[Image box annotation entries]
▼

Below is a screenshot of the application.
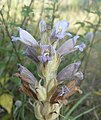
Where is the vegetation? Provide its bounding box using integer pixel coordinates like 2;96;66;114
0;0;101;120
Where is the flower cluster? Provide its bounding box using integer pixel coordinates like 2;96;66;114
12;20;85;120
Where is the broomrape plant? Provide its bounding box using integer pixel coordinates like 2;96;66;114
12;20;85;120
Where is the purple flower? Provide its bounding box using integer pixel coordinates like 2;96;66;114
75;43;86;52
57;35;79;56
50;20;71;39
38;45;54;63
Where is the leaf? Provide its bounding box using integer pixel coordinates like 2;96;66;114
64;92;91;120
57;35;79;56
72;107;95;120
0;93;13;114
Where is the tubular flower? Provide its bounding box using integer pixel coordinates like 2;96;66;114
12;20;86;120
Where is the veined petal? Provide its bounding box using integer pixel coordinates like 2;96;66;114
57;35;79;55
18;64;37;85
57;61;81;81
75;43;86;52
39;20;46;33
11;36;21;42
24;46;39;63
18;27;38;46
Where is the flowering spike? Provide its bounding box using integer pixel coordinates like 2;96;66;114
57;36;79;56
12;20;85;120
57;61;81;81
75;43;86;52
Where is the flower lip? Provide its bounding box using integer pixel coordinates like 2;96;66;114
38;45;54;63
50;20;71;39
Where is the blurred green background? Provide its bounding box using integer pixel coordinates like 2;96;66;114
0;0;101;120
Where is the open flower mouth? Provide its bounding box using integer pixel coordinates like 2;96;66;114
12;20;86;120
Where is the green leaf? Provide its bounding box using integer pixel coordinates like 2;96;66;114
0;93;13;114
72;107;95;120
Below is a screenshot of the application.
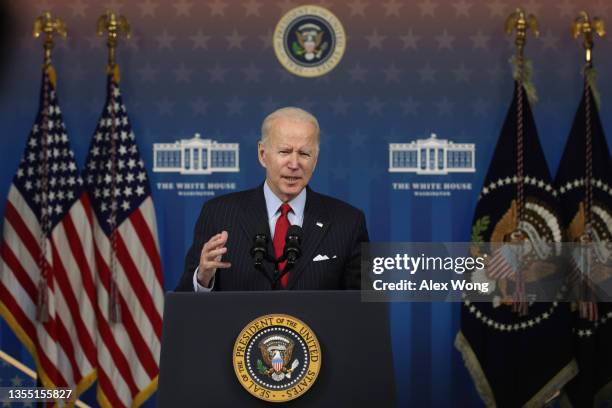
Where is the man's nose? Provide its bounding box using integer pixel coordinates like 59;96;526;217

▲

▶ Exercise goal
Write out every line of the entries again, shifting each coordinate in the answers up by 90 and keeping the sample values after "like" unchanged. Leave the pictures out.

▶ Solution
Below is a screenshot of the application.
Where is the vegetation? Provide its bounding box using integer pixel coordinates like 2;96;66;114
90;90;191;210
Where is the flower cluster? Provide its bounding box using integer pixel coordinates like 2;96;66;114
102;110;175;210
Where is the broomrape plant? Provide its bounding box using integer pixel coordinates like 2;96;66;114
102;110;175;210
Where is the purple flower? Provide its bounding box using integer pixel coordinates like 2;96;66;114
165;133;176;142
147;125;169;146
140;110;161;129
128;135;144;153
Where is the leaf? Provide its bounding box using integer pixel coordinates like 2;96;66;114
154;182;181;210
147;125;169;146
162;197;185;210
90;183;103;204
Where is the tubular flower? Provide its bounding box using integer pixel coordinates like 2;96;66;114
102;110;176;210
Where is the veined petal? Provide its bounding box using integer pixel coordinates like 2;96;66;114
147;125;169;145
108;154;127;175
147;151;171;171
165;133;176;142
129;110;136;123
101;126;111;132
114;136;129;153
108;117;128;136
Where is the flowering spike? Provide its bounding box using integer pixel coordinates like 2;96;66;114
147;126;169;146
102;110;175;210
147;151;171;171
165;133;176;142
Where is the flower lip? Provide its bounding box using integer pixel coordinates like 2;96;66;114
128;135;144;153
140;110;161;129
Where is the blurred green background? Provide its bounding box using integer pixel coordinates like 2;96;66;114
90;90;191;210
Where is the open flower mouth? Provide its bounding box using integer pixel coordinates like 2;96;66;114
102;110;176;210
Where is the green leaf? Provide its bounding box using integer pixel coordinates like 2;96;66;114
90;183;103;204
162;197;185;210
Below is a screenshot of the application.
Where is the man's nose? Provide its bounding box using integer pixel coordinates like 59;96;526;217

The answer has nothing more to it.